══ Provided data

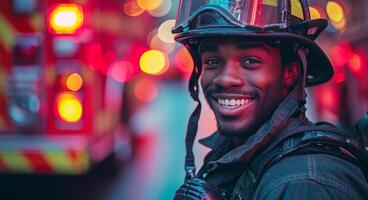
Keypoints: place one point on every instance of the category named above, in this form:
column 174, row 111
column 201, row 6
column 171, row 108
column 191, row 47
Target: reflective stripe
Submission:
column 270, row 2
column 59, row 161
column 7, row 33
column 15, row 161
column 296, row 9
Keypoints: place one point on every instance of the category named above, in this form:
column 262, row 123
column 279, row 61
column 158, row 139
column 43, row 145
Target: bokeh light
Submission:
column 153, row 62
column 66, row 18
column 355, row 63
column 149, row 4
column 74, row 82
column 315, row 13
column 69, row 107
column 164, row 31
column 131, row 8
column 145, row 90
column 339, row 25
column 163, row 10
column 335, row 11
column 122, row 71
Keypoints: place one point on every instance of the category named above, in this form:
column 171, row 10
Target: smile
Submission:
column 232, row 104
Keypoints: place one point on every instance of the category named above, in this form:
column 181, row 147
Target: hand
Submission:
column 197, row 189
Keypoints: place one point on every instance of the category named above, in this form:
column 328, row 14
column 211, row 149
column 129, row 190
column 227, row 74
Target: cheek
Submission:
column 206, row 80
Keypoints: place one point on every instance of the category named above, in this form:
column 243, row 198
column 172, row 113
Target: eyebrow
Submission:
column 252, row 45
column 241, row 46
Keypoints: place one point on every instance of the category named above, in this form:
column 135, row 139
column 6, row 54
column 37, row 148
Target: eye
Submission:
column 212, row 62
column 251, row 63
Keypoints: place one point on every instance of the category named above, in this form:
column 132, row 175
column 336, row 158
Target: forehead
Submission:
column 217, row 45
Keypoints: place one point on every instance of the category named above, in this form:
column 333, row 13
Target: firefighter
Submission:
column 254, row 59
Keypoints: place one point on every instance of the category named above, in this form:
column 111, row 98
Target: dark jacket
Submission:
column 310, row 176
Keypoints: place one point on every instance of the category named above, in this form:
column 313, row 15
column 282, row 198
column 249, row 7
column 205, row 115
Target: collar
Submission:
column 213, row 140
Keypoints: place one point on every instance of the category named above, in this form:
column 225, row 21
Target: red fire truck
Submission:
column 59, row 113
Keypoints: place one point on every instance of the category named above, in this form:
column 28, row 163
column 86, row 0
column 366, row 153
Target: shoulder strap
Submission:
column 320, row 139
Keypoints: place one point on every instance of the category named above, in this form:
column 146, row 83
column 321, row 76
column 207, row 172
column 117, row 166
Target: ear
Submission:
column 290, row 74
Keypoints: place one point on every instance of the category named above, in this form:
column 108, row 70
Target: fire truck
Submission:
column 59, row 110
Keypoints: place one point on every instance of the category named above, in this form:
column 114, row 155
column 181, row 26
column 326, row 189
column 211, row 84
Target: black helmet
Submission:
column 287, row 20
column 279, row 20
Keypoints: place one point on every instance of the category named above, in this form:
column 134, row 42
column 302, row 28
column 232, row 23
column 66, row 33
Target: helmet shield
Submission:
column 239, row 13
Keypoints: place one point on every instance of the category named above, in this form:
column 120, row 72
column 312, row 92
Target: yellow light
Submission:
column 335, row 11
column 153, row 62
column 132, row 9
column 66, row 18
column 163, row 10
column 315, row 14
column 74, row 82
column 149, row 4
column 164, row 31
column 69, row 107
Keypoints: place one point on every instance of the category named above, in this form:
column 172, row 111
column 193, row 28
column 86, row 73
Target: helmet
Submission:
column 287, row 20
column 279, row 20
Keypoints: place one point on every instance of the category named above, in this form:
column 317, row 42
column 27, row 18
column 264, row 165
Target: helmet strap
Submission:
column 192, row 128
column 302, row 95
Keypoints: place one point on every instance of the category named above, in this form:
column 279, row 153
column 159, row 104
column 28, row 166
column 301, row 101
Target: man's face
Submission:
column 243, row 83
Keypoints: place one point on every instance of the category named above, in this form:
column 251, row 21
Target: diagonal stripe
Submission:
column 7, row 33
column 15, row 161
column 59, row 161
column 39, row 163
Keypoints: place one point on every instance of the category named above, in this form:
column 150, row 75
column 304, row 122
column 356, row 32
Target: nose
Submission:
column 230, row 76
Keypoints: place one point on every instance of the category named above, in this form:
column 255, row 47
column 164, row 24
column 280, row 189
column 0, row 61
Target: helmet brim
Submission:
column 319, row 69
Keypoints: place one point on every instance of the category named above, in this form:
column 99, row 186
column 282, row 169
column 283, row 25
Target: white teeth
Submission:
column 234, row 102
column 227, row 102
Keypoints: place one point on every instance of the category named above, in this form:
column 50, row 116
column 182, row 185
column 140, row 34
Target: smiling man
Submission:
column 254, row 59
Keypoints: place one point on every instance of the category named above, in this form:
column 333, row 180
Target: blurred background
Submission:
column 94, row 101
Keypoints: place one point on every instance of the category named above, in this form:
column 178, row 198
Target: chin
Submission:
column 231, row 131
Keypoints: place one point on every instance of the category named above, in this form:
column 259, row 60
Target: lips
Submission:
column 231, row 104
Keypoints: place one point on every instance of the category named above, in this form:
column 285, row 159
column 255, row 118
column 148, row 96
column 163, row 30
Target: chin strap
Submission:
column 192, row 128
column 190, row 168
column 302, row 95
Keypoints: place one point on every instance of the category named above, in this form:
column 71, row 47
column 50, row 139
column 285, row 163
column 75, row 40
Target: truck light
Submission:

════

• [Directions] Convert the lines of all the records above into a Markdown table with the columns No. and Text, numbering each line in order and leaving out blank lines. Leave the pictures out of the answer.

• [Full output]
| No. | Text |
|---|---|
| 1 | Keypoints: place one point on every instance of the category named above, in this form: |
| 2 | column 174, row 111 |
| 3 | column 201, row 6 |
| 4 | column 171, row 108 |
| 5 | column 191, row 47 |
| 6 | Target: reflective stripe |
| 7 | Submission: |
| 8 | column 270, row 2 |
| 9 | column 59, row 161 |
| 10 | column 7, row 33 |
| 11 | column 15, row 161 |
| 12 | column 296, row 9 |
| 13 | Keypoints: place one point on every instance of the category named above, in this form: |
| 14 | column 262, row 123 |
| 15 | column 279, row 61 |
| 16 | column 158, row 139 |
| 17 | column 43, row 145 |
| 18 | Target: bokeh light |
| 19 | Submission: |
| 20 | column 153, row 62 |
| 21 | column 66, row 18 |
| 22 | column 355, row 63 |
| 23 | column 149, row 4 |
| 24 | column 74, row 82 |
| 25 | column 315, row 13 |
| 26 | column 69, row 107 |
| 27 | column 164, row 31 |
| 28 | column 131, row 8 |
| 29 | column 145, row 90 |
| 30 | column 339, row 25 |
| 31 | column 163, row 10 |
| 32 | column 335, row 11 |
| 33 | column 122, row 71 |
| 34 | Keypoints: place one point on every instance of the category named above, in this form: |
| 35 | column 171, row 10 |
| 36 | Target: smile |
| 37 | Submission: |
| 38 | column 232, row 104 |
| 39 | Keypoints: place one point on every instance of the category named above, in this form: |
| 40 | column 181, row 147 |
| 41 | Target: hand |
| 42 | Submission: |
| 43 | column 197, row 189 |
| 44 | Keypoints: place one point on every instance of the category named above, in this form: |
| 45 | column 328, row 14 |
| 46 | column 211, row 149 |
| 47 | column 129, row 190 |
| 48 | column 227, row 74 |
| 49 | Target: cheek |
| 50 | Submission: |
| 51 | column 206, row 80 |
| 52 | Keypoints: place one point on every instance of the category named above, in this form: |
| 53 | column 243, row 198 |
| 54 | column 172, row 113 |
| 55 | Target: eyebrow |
| 56 | Submission: |
| 57 | column 252, row 45 |
| 58 | column 241, row 46 |
| 59 | Keypoints: place one point on every instance of the category named above, in this form: |
| 60 | column 135, row 139 |
| 61 | column 6, row 54 |
| 62 | column 37, row 148 |
| 63 | Target: eye |
| 64 | Submission: |
| 65 | column 212, row 62 |
| 66 | column 251, row 63 |
| 67 | Keypoints: place one point on every instance of the category named above, in this form: |
| 68 | column 132, row 175 |
| 69 | column 336, row 158 |
| 70 | Target: forehead |
| 71 | Submission: |
| 72 | column 217, row 45 |
| 73 | Keypoints: place one point on every instance of the category named above, in this form: |
| 74 | column 333, row 13 |
| 75 | Target: firefighter |
| 76 | Submission: |
| 77 | column 254, row 59 |
| 78 | Keypoints: place one point on every instance of the category named above, in this form: |
| 79 | column 111, row 98 |
| 80 | Target: dark jacket |
| 81 | Submission: |
| 82 | column 310, row 176 |
| 83 | Keypoints: place one point on every instance of the category named above, in this form: |
| 84 | column 313, row 15 |
| 85 | column 282, row 198 |
| 86 | column 249, row 7 |
| 87 | column 205, row 115 |
| 88 | Target: collar |
| 89 | Submission: |
| 90 | column 213, row 140 |
| 91 | Keypoints: place one point on every instance of the category named above, in this form: |
| 92 | column 225, row 21 |
| 93 | Target: red fire truck |
| 94 | Submission: |
| 95 | column 59, row 113 |
| 96 | Keypoints: place one point on every instance of the category named above, in this form: |
| 97 | column 28, row 163 |
| 98 | column 86, row 0 |
| 99 | column 366, row 153 |
| 100 | Target: shoulder strap |
| 101 | Submission: |
| 102 | column 320, row 139 |
| 103 | Keypoints: place one point on every instance of the category named above, in this form: |
| 104 | column 146, row 83 |
| 105 | column 321, row 76 |
| 106 | column 207, row 172 |
| 107 | column 117, row 166 |
| 108 | Target: ear |
| 109 | Submission: |
| 110 | column 290, row 74 |
| 111 | Keypoints: place one point on every instance of the category named above, in this form: |
| 112 | column 108, row 70 |
| 113 | Target: fire truck |
| 114 | Submission: |
| 115 | column 59, row 110 |
| 116 | Keypoints: place one point on every instance of the category named above, in this form: |
| 117 | column 114, row 155 |
| 118 | column 181, row 26 |
| 119 | column 326, row 189 |
| 120 | column 211, row 84 |
| 121 | Target: black helmet |
| 122 | Submission: |
| 123 | column 287, row 20 |
| 124 | column 279, row 20 |
| 125 | Keypoints: place one point on every instance of the category named above, in this form: |
| 126 | column 134, row 42 |
| 127 | column 302, row 28 |
| 128 | column 232, row 23 |
| 129 | column 66, row 33 |
| 130 | Target: helmet shield |
| 131 | Submission: |
| 132 | column 239, row 13 |
| 133 | Keypoints: place one point on every instance of the category named above, in this form: |
| 134 | column 120, row 72 |
| 135 | column 312, row 92 |
| 136 | Target: yellow light |
| 137 | Submission: |
| 138 | column 335, row 11 |
| 139 | column 153, row 62 |
| 140 | column 132, row 9 |
| 141 | column 66, row 18 |
| 142 | column 163, row 10 |
| 143 | column 315, row 14 |
| 144 | column 74, row 82 |
| 145 | column 149, row 4 |
| 146 | column 164, row 31 |
| 147 | column 69, row 107 |
| 148 | Keypoints: place one point on every instance of the category named above, in this form: |
| 149 | column 172, row 111 |
| 150 | column 193, row 28 |
| 151 | column 86, row 73 |
| 152 | Target: helmet |
| 153 | Submission: |
| 154 | column 287, row 20 |
| 155 | column 279, row 20 |
| 156 | Keypoints: place one point on every instance of the category named above, in this form: |
| 157 | column 317, row 42 |
| 158 | column 27, row 18 |
| 159 | column 264, row 165 |
| 160 | Target: helmet strap |
| 161 | Submission: |
| 162 | column 192, row 128 |
| 163 | column 302, row 95 |
| 164 | Keypoints: place one point on every instance of the category named above, in this form: |
| 165 | column 279, row 153 |
| 166 | column 159, row 104 |
| 167 | column 28, row 166 |
| 168 | column 301, row 101 |
| 169 | Target: man's face |
| 170 | Submission: |
| 171 | column 243, row 83 |
| 172 | Keypoints: place one point on every instance of the category named above, in this form: |
| 173 | column 251, row 21 |
| 174 | Target: diagonal stripe |
| 175 | Submission: |
| 176 | column 7, row 33 |
| 177 | column 15, row 161 |
| 178 | column 59, row 161 |
| 179 | column 39, row 163 |
| 180 | Keypoints: place one point on every instance of the category named above, in this form: |
| 181 | column 150, row 75 |
| 182 | column 304, row 122 |
| 183 | column 356, row 32 |
| 184 | Target: nose |
| 185 | Submission: |
| 186 | column 230, row 76 |
| 187 | Keypoints: place one point on every instance of the category named above, in this form: |
| 188 | column 255, row 47 |
| 189 | column 164, row 24 |
| 190 | column 280, row 189 |
| 191 | column 0, row 61 |
| 192 | Target: helmet brim |
| 193 | Submission: |
| 194 | column 319, row 69 |
| 195 | Keypoints: place one point on every instance of the category named above, in this form: |
| 196 | column 99, row 186 |
| 197 | column 282, row 169 |
| 198 | column 283, row 25 |
| 199 | Target: white teeth |
| 200 | Submission: |
| 201 | column 234, row 102 |
| 202 | column 227, row 102 |
| 203 | Keypoints: place one point on every instance of the category named above, in this form: |
| 204 | column 50, row 116 |
| 205 | column 182, row 185 |
| 206 | column 140, row 34 |
| 207 | Target: smiling man |
| 208 | Submission: |
| 209 | column 254, row 59 |
| 210 | Keypoints: place one point on every instance of the category named above, in this form: |
| 211 | column 333, row 180 |
| 212 | Target: blurred background |
| 213 | Submission: |
| 214 | column 94, row 101 |
| 215 | Keypoints: place one point on every instance of the category named above, in this form: |
| 216 | column 178, row 198 |
| 217 | Target: chin |
| 218 | Submission: |
| 219 | column 231, row 131 |
| 220 | Keypoints: place one point on every instance of the category named above, in this form: |
| 221 | column 259, row 60 |
| 222 | Target: lips |
| 223 | Submission: |
| 224 | column 231, row 104 |
| 225 | Keypoints: place one point on every instance of the category named above, in this form: |
| 226 | column 285, row 159 |
| 227 | column 255, row 118 |
| 228 | column 148, row 96 |
| 229 | column 163, row 30 |
| 230 | Target: chin strap |
| 231 | Submission: |
| 232 | column 192, row 128 |
| 233 | column 190, row 168 |
| 234 | column 302, row 95 |
| 235 | Keypoints: place one point on every instance of the category named above, in this form: |
| 236 | column 71, row 47 |
| 237 | column 50, row 139 |
| 238 | column 285, row 163 |
| 239 | column 75, row 40 |
| 240 | Target: truck light |
| 241 | Submission: |